-------- Dataset rows --------

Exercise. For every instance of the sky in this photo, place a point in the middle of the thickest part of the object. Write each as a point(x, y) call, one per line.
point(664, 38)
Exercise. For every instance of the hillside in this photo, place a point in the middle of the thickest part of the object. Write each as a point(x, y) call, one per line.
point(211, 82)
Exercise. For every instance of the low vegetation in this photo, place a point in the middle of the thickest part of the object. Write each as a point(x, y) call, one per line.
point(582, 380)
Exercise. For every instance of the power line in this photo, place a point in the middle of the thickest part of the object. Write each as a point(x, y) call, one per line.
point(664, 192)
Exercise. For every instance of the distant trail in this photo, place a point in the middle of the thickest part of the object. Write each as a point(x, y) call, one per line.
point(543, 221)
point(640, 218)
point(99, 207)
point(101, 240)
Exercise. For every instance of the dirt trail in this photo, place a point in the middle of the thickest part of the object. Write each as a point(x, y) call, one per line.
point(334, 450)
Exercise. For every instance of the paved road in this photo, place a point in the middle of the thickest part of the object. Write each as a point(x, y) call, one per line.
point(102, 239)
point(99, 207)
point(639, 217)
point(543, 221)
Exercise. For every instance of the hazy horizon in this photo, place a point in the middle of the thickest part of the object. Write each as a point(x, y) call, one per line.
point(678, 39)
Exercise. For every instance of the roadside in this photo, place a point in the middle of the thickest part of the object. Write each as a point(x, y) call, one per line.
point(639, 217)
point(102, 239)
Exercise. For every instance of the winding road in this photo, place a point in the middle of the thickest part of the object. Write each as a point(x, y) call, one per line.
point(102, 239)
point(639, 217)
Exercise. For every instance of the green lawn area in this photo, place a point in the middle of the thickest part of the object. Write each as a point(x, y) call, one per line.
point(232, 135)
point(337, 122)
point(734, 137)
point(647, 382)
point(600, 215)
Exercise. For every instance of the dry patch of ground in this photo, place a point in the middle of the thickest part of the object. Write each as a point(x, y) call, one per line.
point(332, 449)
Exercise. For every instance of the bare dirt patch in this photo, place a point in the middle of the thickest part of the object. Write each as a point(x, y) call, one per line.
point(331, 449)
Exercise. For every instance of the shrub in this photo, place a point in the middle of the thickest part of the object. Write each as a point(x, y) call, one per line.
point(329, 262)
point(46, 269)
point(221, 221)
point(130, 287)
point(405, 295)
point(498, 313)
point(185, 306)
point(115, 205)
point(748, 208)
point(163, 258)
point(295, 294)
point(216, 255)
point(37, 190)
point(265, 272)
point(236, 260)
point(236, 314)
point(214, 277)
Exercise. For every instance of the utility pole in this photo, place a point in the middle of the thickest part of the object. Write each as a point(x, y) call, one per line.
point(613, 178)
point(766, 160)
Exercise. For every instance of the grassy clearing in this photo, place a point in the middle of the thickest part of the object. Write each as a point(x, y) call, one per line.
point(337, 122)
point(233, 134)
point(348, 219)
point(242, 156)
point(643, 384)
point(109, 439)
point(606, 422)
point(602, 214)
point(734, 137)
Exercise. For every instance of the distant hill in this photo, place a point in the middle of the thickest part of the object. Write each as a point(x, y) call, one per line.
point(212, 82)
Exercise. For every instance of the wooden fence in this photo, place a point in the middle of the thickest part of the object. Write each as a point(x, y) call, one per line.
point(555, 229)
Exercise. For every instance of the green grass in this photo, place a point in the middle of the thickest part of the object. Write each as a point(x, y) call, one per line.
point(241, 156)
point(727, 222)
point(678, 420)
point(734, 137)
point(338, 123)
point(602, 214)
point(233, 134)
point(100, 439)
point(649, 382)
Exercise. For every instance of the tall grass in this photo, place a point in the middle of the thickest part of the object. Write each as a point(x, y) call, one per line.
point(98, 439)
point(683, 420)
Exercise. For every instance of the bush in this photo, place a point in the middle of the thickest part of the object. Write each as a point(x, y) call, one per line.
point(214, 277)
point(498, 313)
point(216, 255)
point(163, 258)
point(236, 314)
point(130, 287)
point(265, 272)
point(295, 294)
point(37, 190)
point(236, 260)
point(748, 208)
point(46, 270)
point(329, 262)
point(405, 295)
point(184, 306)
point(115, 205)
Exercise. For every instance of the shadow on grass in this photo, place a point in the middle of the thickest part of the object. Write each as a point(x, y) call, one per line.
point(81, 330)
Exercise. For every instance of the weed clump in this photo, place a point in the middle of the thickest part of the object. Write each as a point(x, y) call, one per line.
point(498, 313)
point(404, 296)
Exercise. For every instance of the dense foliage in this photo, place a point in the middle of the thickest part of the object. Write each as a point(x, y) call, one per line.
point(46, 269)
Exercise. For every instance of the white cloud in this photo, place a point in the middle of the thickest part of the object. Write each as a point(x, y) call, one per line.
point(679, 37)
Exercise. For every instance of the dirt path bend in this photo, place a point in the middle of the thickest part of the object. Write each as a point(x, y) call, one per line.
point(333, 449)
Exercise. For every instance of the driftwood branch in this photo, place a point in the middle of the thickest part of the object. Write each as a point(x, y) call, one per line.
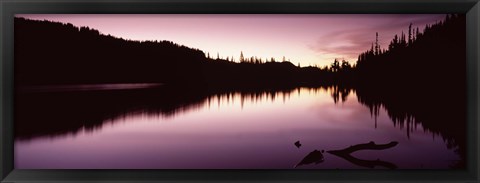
point(346, 154)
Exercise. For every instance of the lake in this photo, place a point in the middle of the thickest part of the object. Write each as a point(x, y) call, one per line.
point(151, 128)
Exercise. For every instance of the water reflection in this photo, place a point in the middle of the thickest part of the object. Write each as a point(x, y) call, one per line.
point(226, 121)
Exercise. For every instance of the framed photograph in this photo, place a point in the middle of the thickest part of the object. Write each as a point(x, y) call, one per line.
point(204, 90)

--------

» **Aim of the exercise**: Copy the data from the line with "Exercise. For every instance of the green lawn" up to and including the line with "point(332, 449)", leaving everything unchanged except that each coordinate in the answers is multiplied by 2.5 and rounded to a whole number, with halves rounded up.

» **Exercise response**:
Exercise. For every instance of the green lawn area in this photo, place a point in the middle of the thickest part of the object. Write each as a point(x, y) call, one per line.
point(580, 338)
point(843, 305)
point(1835, 343)
point(1618, 955)
point(1500, 538)
Exercise. For every instance of the dry patch of ground in this photo, place a point in the middle of the thickest part of the object. Write each as a point(x, y) call, one per line.
point(830, 1123)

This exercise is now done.